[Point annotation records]
══════════════════════════════
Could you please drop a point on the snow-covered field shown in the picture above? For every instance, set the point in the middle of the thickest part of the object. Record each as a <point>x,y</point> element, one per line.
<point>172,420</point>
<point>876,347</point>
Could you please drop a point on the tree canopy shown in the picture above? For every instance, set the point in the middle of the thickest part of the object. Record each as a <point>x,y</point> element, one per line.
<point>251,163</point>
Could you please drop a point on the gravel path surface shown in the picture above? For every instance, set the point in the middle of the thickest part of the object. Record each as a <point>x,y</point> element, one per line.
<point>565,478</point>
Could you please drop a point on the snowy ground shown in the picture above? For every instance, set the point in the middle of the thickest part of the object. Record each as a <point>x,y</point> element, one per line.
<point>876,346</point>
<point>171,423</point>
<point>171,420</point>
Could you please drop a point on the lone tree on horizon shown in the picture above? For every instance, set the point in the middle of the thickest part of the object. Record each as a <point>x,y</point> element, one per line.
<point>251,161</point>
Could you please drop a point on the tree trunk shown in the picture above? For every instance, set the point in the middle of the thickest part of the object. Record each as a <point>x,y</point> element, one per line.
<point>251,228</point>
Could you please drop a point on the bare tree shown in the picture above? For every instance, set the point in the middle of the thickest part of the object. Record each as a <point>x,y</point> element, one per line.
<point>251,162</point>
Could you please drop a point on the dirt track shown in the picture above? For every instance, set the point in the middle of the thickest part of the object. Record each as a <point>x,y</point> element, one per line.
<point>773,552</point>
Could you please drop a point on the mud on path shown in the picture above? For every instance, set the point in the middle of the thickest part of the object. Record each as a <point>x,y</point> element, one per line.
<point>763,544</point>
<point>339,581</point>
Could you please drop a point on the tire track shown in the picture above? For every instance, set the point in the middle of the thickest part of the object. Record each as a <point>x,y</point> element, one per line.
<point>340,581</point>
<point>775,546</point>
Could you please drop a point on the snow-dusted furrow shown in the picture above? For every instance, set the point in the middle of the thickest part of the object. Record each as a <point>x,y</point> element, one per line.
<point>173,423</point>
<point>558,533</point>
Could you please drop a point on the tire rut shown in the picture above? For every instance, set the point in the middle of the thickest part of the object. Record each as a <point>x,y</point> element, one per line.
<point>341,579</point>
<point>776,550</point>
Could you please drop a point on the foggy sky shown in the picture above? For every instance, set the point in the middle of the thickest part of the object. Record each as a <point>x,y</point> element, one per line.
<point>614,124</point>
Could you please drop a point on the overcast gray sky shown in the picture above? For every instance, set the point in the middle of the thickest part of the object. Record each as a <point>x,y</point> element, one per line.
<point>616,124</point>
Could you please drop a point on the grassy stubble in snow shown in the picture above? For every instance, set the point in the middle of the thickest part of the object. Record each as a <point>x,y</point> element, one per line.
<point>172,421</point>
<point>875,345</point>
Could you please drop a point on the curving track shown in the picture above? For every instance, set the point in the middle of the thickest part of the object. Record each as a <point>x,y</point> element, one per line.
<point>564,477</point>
══════════════════════════════
— Your instructions —
Rewrite the lines from the start of the records through the line containing "<point>251,163</point>", inclusive, as a JSON list of strings with one string per line and blank lines omitted.

— Exercise answer —
[
  "Could you please drop a point on the snow-covered field shown in the picture above? For every instance, set the point in the middle of the thickest part of the object. Record each as a <point>x,y</point> element, one per line.",
  "<point>172,420</point>",
  "<point>876,347</point>",
  "Could you please drop a point on the tree canopy shown in the picture above? For every instance, set the point in the middle of the thickest part of the object. Record each as a <point>x,y</point> element, one per line.",
  "<point>251,163</point>"
]